A word-for-word restatement of every entry is what is needed here.

Dataset entries:
--- --- ---
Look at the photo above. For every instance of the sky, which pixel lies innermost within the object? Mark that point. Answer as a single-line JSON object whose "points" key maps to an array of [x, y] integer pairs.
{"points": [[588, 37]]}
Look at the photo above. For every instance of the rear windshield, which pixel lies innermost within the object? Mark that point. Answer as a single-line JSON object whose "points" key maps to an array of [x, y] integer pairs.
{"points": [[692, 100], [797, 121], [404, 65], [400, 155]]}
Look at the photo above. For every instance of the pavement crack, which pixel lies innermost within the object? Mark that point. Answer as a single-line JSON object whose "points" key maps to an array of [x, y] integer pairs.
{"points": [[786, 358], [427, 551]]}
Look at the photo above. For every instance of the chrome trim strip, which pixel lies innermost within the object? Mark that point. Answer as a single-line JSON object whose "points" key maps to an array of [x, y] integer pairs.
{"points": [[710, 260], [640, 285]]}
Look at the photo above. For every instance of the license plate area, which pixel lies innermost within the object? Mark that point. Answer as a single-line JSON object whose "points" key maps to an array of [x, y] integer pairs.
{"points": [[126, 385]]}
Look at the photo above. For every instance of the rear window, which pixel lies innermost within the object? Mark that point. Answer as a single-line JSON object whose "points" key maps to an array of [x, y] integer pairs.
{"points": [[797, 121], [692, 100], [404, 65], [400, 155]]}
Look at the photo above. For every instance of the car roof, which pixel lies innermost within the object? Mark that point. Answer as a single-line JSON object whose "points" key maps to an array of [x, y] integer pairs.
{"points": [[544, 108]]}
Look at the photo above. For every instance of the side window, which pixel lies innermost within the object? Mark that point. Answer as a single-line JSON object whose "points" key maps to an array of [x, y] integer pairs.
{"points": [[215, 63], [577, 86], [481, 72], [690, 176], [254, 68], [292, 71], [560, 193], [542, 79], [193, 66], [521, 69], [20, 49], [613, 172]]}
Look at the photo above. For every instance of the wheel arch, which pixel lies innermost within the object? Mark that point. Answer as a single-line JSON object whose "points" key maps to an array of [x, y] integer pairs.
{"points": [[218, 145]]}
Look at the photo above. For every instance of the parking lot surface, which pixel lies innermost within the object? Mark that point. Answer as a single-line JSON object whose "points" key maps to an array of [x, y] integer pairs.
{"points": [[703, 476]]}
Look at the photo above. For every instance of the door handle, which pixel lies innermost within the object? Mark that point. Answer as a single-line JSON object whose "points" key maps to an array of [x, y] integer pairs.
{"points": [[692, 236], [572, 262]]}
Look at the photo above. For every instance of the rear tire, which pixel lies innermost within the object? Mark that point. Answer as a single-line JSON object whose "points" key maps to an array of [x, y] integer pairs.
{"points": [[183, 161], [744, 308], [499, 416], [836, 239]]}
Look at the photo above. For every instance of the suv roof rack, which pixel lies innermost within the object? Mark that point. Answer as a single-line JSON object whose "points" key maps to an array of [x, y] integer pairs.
--- --- ---
**Result for this exercise:**
Look at the photo above. For every instance of the sky, which pixel lies innermost within the object? Mark that point. Answer as a single-line JSON object whose "points" key maps to an array of [x, y] integer pairs.
{"points": [[588, 37]]}
Look at the photo above. For every instance of the rear windshield, which pixel lies innermost within the object? Mark that point. Answer as a single-line JSON object whose "points" key maps to an array of [x, y] integer pairs.
{"points": [[692, 100], [797, 121], [404, 65], [400, 155]]}
Look at the photo above. For every instance of the pavement crack, which pixel lies innermost within the object? Mark that point. Answer as a single-line JSON object whose "points" key maps to an array of [x, y] integer pairs.
{"points": [[786, 358], [427, 551]]}
Look at the photo above. For every instance of the chrome trim strip, which pixel lies innermost within the object? Mark that point. Answer as a single-line JSON object whose "points" key maps to an array of [x, y] integer pairs.
{"points": [[710, 260], [640, 285]]}
Look at the photo above. For every instance of the license plate area, which pixel lies innermost within the object? Mark that point. Answer as a single-line JSON object whose "points" key maps to an array of [x, y] integer pairs.
{"points": [[126, 385]]}
Look at the photo above. For every instance of the rear window, which pixel lies innermost within the object? Mark that point. Answer as a single-line JSON object whose "points" key maps to an array of [x, y] integer pairs.
{"points": [[797, 121], [692, 100], [404, 65], [400, 155]]}
Look at the photo above. For every instance of the car roof, which pixel lies innermost within the object? Mark that point. Answer as a single-line JSON object whose "points" key maps to an array of [x, y] integer pairs.
{"points": [[544, 108]]}
Look at the photo above. For every instance of the side window, which pixel lies innermost within the object? Mark that point. Answer as a single-line JSON object whose "points" key maps to an array of [x, y] integer pairs.
{"points": [[215, 63], [577, 86], [481, 72], [690, 176], [254, 68], [292, 71], [560, 193], [542, 79], [193, 66], [521, 69], [20, 49], [613, 172]]}
Look at the photo above. For every instance of the wheel arch, which pixel lies innermost within the object? Mark that point. Answer as a single-line JSON object whose "points" key maps to an array of [x, y] integer pairs.
{"points": [[218, 145]]}
Look at the photo above. For every instance of the parking lot surface, which pixel lies innermost within the object? Mark that point. Answer as a single-line JSON object whose "points" key maps to an array of [x, y] integer pairs.
{"points": [[703, 476]]}
Look at the photo above. For every instance of the door handle, which pixel lies innermost within the object? Mark that point. Answer as a single-line JSON object whose "points" key maps to an array of [x, y] integer pairs.
{"points": [[692, 236], [572, 262]]}
Look at the photo above. For every instance of the rear tire, which pixel lies innermost within the object? Mark that point. Answer as a single-line JSON object whose "points" key maps to an array of [x, y] integer pairs.
{"points": [[183, 161], [744, 308], [499, 416], [836, 239]]}
Look at the photo above. For every instance of the suv roof rack, which pixel lies innermost within the object? Mark that point. Answer as a single-line JSON object whose "points" key maps to an array of [x, y] integer pairs.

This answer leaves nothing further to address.